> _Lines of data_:
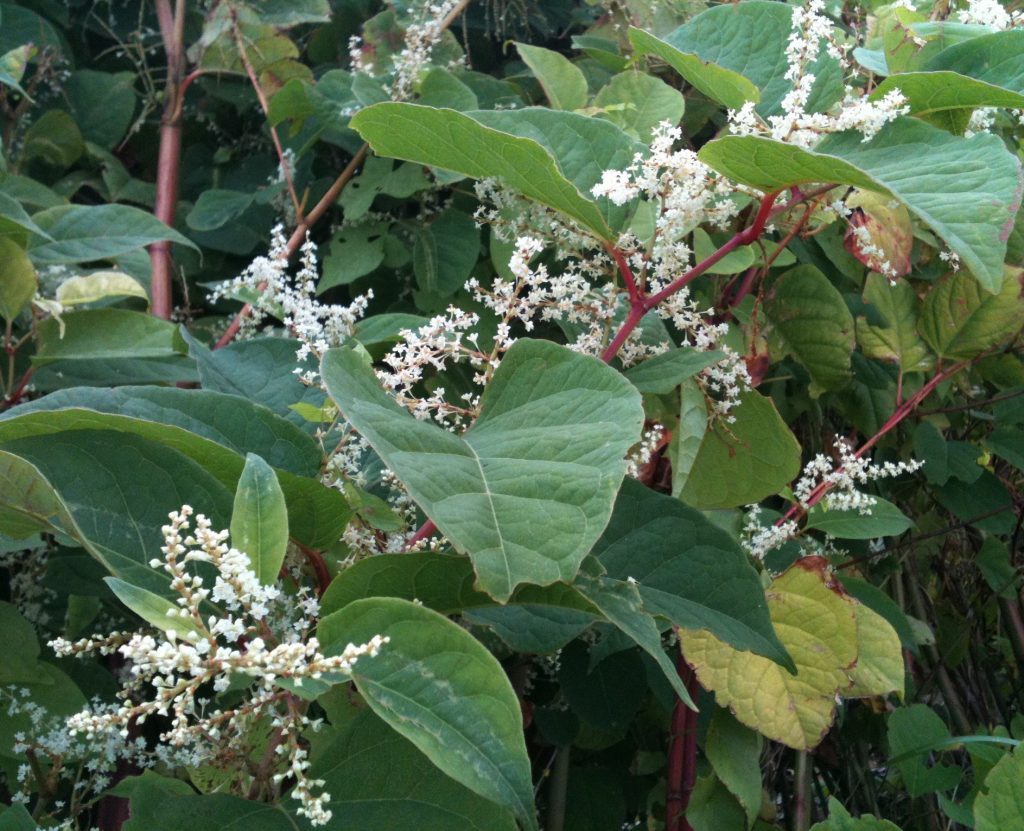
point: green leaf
(718, 83)
(82, 233)
(562, 81)
(399, 788)
(527, 490)
(639, 102)
(687, 437)
(688, 570)
(452, 140)
(885, 520)
(930, 93)
(17, 278)
(84, 289)
(896, 342)
(153, 608)
(734, 751)
(582, 146)
(259, 519)
(434, 684)
(960, 321)
(621, 603)
(103, 104)
(161, 803)
(743, 462)
(995, 58)
(750, 38)
(966, 189)
(54, 139)
(815, 324)
(444, 253)
(101, 334)
(913, 728)
(213, 429)
(215, 209)
(840, 820)
(662, 374)
(1000, 805)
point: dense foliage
(511, 413)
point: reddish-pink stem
(898, 416)
(640, 303)
(682, 763)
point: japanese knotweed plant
(636, 441)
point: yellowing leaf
(817, 623)
(880, 661)
(98, 286)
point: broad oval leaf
(213, 429)
(82, 233)
(439, 688)
(817, 624)
(528, 489)
(563, 82)
(452, 140)
(259, 519)
(718, 83)
(750, 38)
(814, 323)
(153, 608)
(743, 462)
(966, 189)
(399, 788)
(688, 570)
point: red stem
(169, 161)
(682, 771)
(898, 416)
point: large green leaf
(107, 334)
(1000, 806)
(452, 140)
(440, 689)
(931, 93)
(638, 102)
(718, 83)
(528, 489)
(895, 339)
(82, 233)
(750, 39)
(743, 462)
(213, 429)
(995, 58)
(259, 519)
(118, 489)
(961, 321)
(815, 324)
(620, 601)
(583, 147)
(378, 779)
(563, 82)
(966, 189)
(688, 570)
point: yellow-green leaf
(817, 623)
(880, 659)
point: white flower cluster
(840, 482)
(422, 34)
(759, 539)
(986, 12)
(199, 650)
(272, 293)
(796, 125)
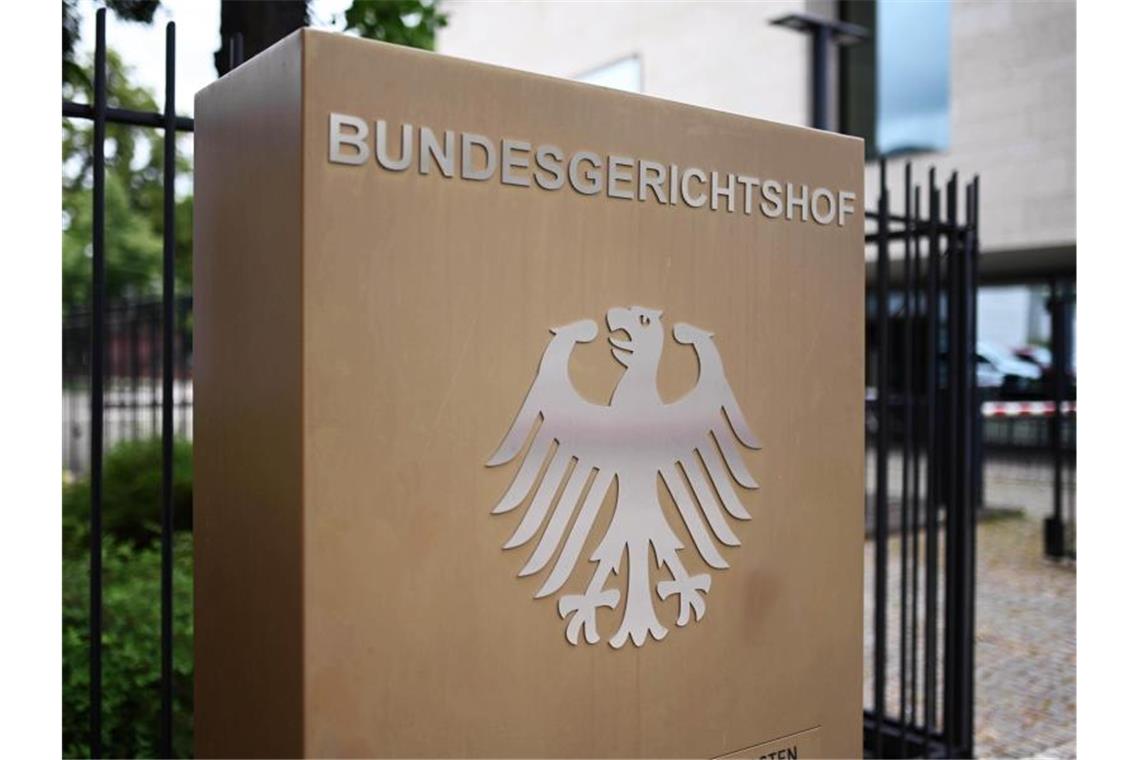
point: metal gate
(923, 443)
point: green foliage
(133, 221)
(130, 10)
(131, 577)
(131, 651)
(131, 496)
(413, 23)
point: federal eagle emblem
(690, 444)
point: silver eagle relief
(691, 444)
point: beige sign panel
(528, 417)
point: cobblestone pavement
(1025, 676)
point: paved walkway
(1026, 627)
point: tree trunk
(260, 24)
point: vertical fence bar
(934, 315)
(972, 462)
(98, 317)
(955, 442)
(913, 287)
(168, 401)
(882, 292)
(904, 506)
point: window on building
(621, 74)
(894, 91)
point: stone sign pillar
(529, 417)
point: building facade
(1010, 111)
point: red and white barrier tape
(1025, 408)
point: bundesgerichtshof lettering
(477, 157)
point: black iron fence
(102, 385)
(137, 360)
(923, 428)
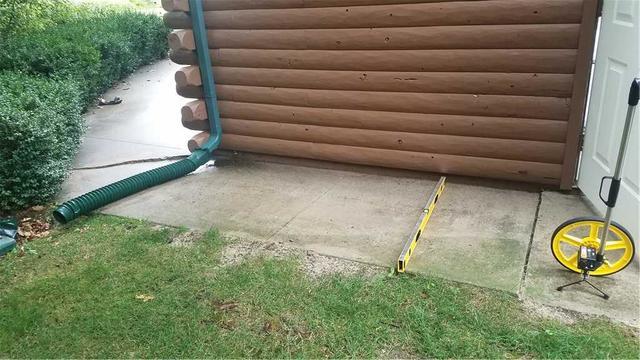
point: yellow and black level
(412, 241)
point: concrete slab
(478, 234)
(347, 214)
(544, 274)
(145, 125)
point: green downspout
(123, 188)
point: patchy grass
(108, 287)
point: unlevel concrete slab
(479, 235)
(544, 274)
(349, 214)
(145, 125)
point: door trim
(578, 105)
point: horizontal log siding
(477, 88)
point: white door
(617, 63)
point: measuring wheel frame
(624, 241)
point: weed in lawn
(111, 287)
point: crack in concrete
(132, 162)
(529, 246)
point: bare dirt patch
(186, 239)
(550, 312)
(314, 265)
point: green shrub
(26, 15)
(51, 69)
(40, 130)
(95, 47)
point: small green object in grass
(8, 232)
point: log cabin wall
(488, 88)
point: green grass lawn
(108, 287)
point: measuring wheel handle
(580, 244)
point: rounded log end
(197, 141)
(175, 5)
(181, 40)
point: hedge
(48, 77)
(96, 48)
(40, 128)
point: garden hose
(113, 192)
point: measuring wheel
(587, 232)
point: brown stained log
(559, 61)
(545, 36)
(558, 85)
(441, 163)
(453, 104)
(194, 117)
(181, 39)
(536, 151)
(210, 5)
(493, 12)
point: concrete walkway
(489, 233)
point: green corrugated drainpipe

> _Required work_: Reproduce the lines above, exactly and exclusively, from the line containing "point: red stem" down to the last line, both included; pictures are not part of the copy.

> _Answer to this exercise_:
point: red stem
(169, 161)
(682, 771)
(898, 416)
point: large green leaf
(107, 334)
(1000, 806)
(452, 140)
(440, 689)
(931, 93)
(638, 102)
(718, 83)
(528, 489)
(895, 339)
(82, 233)
(750, 39)
(743, 462)
(213, 429)
(995, 58)
(259, 519)
(118, 489)
(961, 321)
(815, 324)
(620, 601)
(583, 147)
(378, 779)
(563, 82)
(966, 189)
(688, 570)
point: yellow-green leaf
(817, 623)
(880, 659)
point: white flower cluster
(840, 482)
(422, 34)
(759, 539)
(986, 12)
(199, 650)
(272, 293)
(796, 125)
point: metal gate
(923, 443)
point: green foliage
(133, 221)
(130, 10)
(131, 577)
(131, 651)
(131, 496)
(413, 23)
point: federal eagle emblem
(690, 444)
point: silver eagle relief
(691, 444)
point: beige sign panel
(528, 417)
point: cobblestone pavement
(1025, 676)
point: paved walkway
(1026, 627)
point: tree trunk
(260, 24)
point: vertical fence bar
(934, 315)
(972, 462)
(98, 317)
(955, 442)
(913, 287)
(168, 401)
(882, 292)
(904, 506)
point: window on building
(621, 74)
(894, 91)
point: stone sign pillar
(529, 417)
point: building facade
(1010, 111)
point: red and white barrier tape
(1025, 408)
point: bundesgerichtshof lettering
(477, 157)
point: black iron fence
(102, 385)
(137, 360)
(923, 428)
point: yellow and black level
(412, 241)
point: concrete slab
(478, 234)
(347, 214)
(544, 274)
(145, 125)
point: green downspout
(123, 188)
point: patchy grass
(108, 287)
point: unlevel concrete slab
(479, 235)
(544, 274)
(349, 214)
(145, 125)
point: door trim
(578, 105)
point: horizontal log siding
(477, 88)
point: white door
(617, 63)
point: measuring wheel frame
(624, 241)
point: weed in lawn
(111, 287)
point: crack in concrete
(132, 162)
(529, 246)
point: bare dirt patch
(186, 239)
(550, 312)
(314, 265)
point: green shrub
(26, 15)
(51, 69)
(40, 130)
(95, 47)
point: small green object in grass
(8, 232)
point: log cabin wall
(488, 88)
point: green grass lawn
(108, 287)
point: measuring wheel handle
(580, 244)
point: rounded log end
(197, 141)
(175, 5)
(181, 40)
point: hedge
(48, 77)
(96, 48)
(40, 128)
point: garden hose
(113, 192)
point: measuring wheel
(587, 232)
point: brown stained log
(559, 61)
(545, 36)
(558, 85)
(441, 163)
(453, 104)
(194, 117)
(181, 39)
(536, 151)
(210, 5)
(493, 12)
point: concrete walkway
(489, 233)
point: green corrugated drainpipe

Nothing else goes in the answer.